18:30、ホテルに戻り、19:00過ぎ、1階のレストランでネパール風チキンカレーとチャパティ、野菜サラダを頼み、ビールを飲む。
 21:30には床につく。
 
第3日目 8月24日(月)
 5:45、起床。6:30、朝食のルームサービス。7:15、テビィさんから電話。1階ロビーに迎えに。「Kaze」のワゴン車で空港へ。国内線ターミナルはやけに狭い。それでも元は国際線ターミナルだったとか。3Z103便、ポカラ行は44人乗り双発プロペラ機。ほぼ満席。バスにて滑走路脇の飛行機まで移動するが、空港内の取り付け道路はガタガタ、未舗装部分さえある。一国を代表する空港とは思えない。8:05、搭乗し、8:10には離陸。30分で、ポカラに着く。黄濁したカトマンドゥとポカラを結ぶ幹線道路が眼下に見える。
 ポカラの空港は、3日前にアンナプルナの北麓ジョムソンからポカラに向かったまま行方不明の18人乗り小型機の捜索にかり出された人やヘリコプターで何か重苦しい雰囲気。雲の切れ目に僅かにマチャプチャレの尖峰。
 レークサイドのホテル街まで車でわずか5、6分。今日の宿、「ベースキャンプリゾート」にチェックイン。
 庭には、バナナ、パパイヤ、レモンなどが実をつけている。海抜高度が800メートル余りのポカラは亜熱帯気候。
テビィさんと今日の日程の打ち合わせ。変わりやすい天気を考え、車をチャーターし、ポカラの見所を一回りすることに。彼のネパールに対する思いや考えの一端を知る。整理すると、「貧富の差が激しい。その原因は、一部のネパール人が私利私欲に走っているからである。」「日本政府の援助の7割は、ネパール政府の役人の懐に入っている。役人の多くが所有しているパジェロはその一部。日本政府はしばらく援助をやめるべきだ。」「ネパールの最大の資源はヒマラヤの観光資源、不必要に手を加えることは止めた方がよい。」「森林破壊とゴミの山は憂々しき問題。」「インフラの整備、外国の援助任せ。」等々。
 一般のネパール人の給料は月3000円〜6000円。ホテルの案内によればこの部屋一泊72$。外国人観光客をターゲットにしたホテルの宿泊料金は50$以上に設定されている場合が多い。その差益は一体いずこに。オフシーズンの8月、多くのホテル、レストラン、土産物屋に観光客の姿は見えない。それでも店開きし、営業できるところに問題あり。
 10時前、ホテルを出て、まずパタレ・チャンゴ(デビッズ・フォール)へ。入場料5ルピー。ペワ湖から流れ出す川が礫岩の岩肌を削り、洞穴に吸い込まれるなど複雑な流れを見せる滝(フォール)。滝壺を覗いているのは10人余りの日本人ツアー一行様のみ。

(保存されたデータ項目)

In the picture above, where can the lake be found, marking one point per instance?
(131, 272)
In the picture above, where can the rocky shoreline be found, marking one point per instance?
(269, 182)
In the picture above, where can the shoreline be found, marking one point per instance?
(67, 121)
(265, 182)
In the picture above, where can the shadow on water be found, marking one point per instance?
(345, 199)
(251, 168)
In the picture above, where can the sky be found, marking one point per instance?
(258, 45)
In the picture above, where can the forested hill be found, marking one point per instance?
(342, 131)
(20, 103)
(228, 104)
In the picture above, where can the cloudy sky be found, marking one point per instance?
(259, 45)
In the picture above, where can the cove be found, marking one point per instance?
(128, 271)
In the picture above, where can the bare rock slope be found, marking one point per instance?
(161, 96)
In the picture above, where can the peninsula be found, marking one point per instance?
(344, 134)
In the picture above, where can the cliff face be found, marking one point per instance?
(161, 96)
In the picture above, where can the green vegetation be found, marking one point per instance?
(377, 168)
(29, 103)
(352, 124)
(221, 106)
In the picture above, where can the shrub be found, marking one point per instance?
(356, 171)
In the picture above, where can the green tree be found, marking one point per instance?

## やること
a: ネパール旅行記から、「一般のネパール人の給料は月3」という言葉のあるところから始めて「営業できるところに問題あり。」で終わる部分を、一字も変えずにもう一度書いてください。
b: ネパール旅行記を2文でまとめてください。
c: ネパール旅行記の続きを、最後の文のあとから書いてください。
記録はここでは使いません。

## 答え
a:
一般のネパール人の給料は月3000円〜6000円。ホテルの案内によればこの部屋一泊72$。外国人観光客をターゲットにしたホテルの宿泊料金は50$以上に設定されている場合が多い。その差益は一体いずこに。オフシーズンの8月、多くのホテル、レストラン、土産物屋に観光客の姿は見えない。それでも店開きし、営業できるところに問題あり。

b: 8月24日、筆者はプロペラ機でポカラへ飛びました。行方不明の小型機の捜索で重い空気に包まれた空港からレークサイドの「ベースキャンプリゾート」に入り、テビィさんから貧富の差や援助の行方などネパールについての考えを聞いたあと、車でまずパタレ・チャンゴ(デビッズ・フォール)を見に行きました。

c:
 チベット難民は商売上手とか。マニ車やナイフなど並べた露店数軒。
道路を挟んで南側、タシリン・チベット村の中にすり鉢状の窪地があり、その奥に奥行き10メートルほどの洞窟。ヒンドゥの神を祀っている。拝観料5ルピー。写真撮影禁止。
 ニューバザール、オールドバザールを抜け、ヒンドゥバシニ寺院へ。石段を上った高台にクリシュナ、ヴィシュヌ、ドゥルガーを祀る祠が3つ。その中心は殺戮神ドゥルガーとか。鶏の首をはね生け贄にする女性。旧式のヤシカをさげた写真屋、2人。カメラ好きの日本人では商売にならない。境内の一番奥にまだ新しい拝殿。12、3歳の少年バラモンが鐘をならしながら読経中。
 参道のしつこい土産物屋を避け、裏道を下りる。
 11:30、ニューバザールの運転手が行きつけのネパール料理の食堂で昼食。カレー、ダル、豆スープ等が小さな器に入ったセット料理。ネパール料理は見た目ほど辛くない。
 午後はベグナス湖へ。ポカラの東、10数キロの山あいにある湖。高さ約10メートル、長さ数百メートルのまだ新しい堰堤が造られているところから、人造湖と思ったが、テビィさんの話ではもともとあった湖に、5年ほど前、新たに堰堤を造り、貯水量を増やした由。
 堰堤の下に日本の援助(?)によって造られたという養魚場あり。
湖岸に貸しボート。漕ぎ手がついて1時間、200ルピー。シーズンオフの今はお客も少ないらしく、私の頼んだ漕ぎ手の青年には、今日始めての仕事になったようだ。雨が上がり、雲間からは日差しも。テビィさんは折り畳み傘を広げ日差しを避ける。水温はさほど低くはないが、湖面をさわやかな風がぬける。小舟で網を入れる漁夫が一人。濃い緑が湖面に影を落とす。気持ちが和らぎ、日常の混沌とした思いの全てが消えていく。櫂のきしみと舟辺にあたる水音が心地よい。
 ボートを下りる頃からまた小雨が。堰堤の下、茶店の葦簾の下でビールを飲みながらテビィさんと歓談。ドライバーはホテルのオーナー所有の45,000$のサニーを洗車(聞くところによると関税のせいか自動車は無茶苦茶高い)。
 14:30頃、湖から一度ポカラ市街地に戻り、ポカラの北郊にある鍾乳洞、マヘンドラグッファへ。途中、建設中の医科大学あり。
 ガイドの青年、「鍾乳洞」「鍾乳石」「石筍」など日本語の専門用語、ご存じ。
日本人観光客より教わったとか。洞内は、所々に電灯はあるものの、薄暗く持参の懐中電灯役立つ。鍾乳石などはほとんど持ち去られ、鍾乳洞としては規模も小さく見るべきものはない。最深部にヒンドゥの神の祠あり。
 雨が大降りになり、入口向かいの店の軒下でコーラを一本飲み帰途に。
セティ川まで戻ったところで虹。ニューバザールの角の郵便局に寄り切手を購入。お茶の時間か、局員、窓口に現れず、しばらく待たされる。
17時頃ホテルに帰る。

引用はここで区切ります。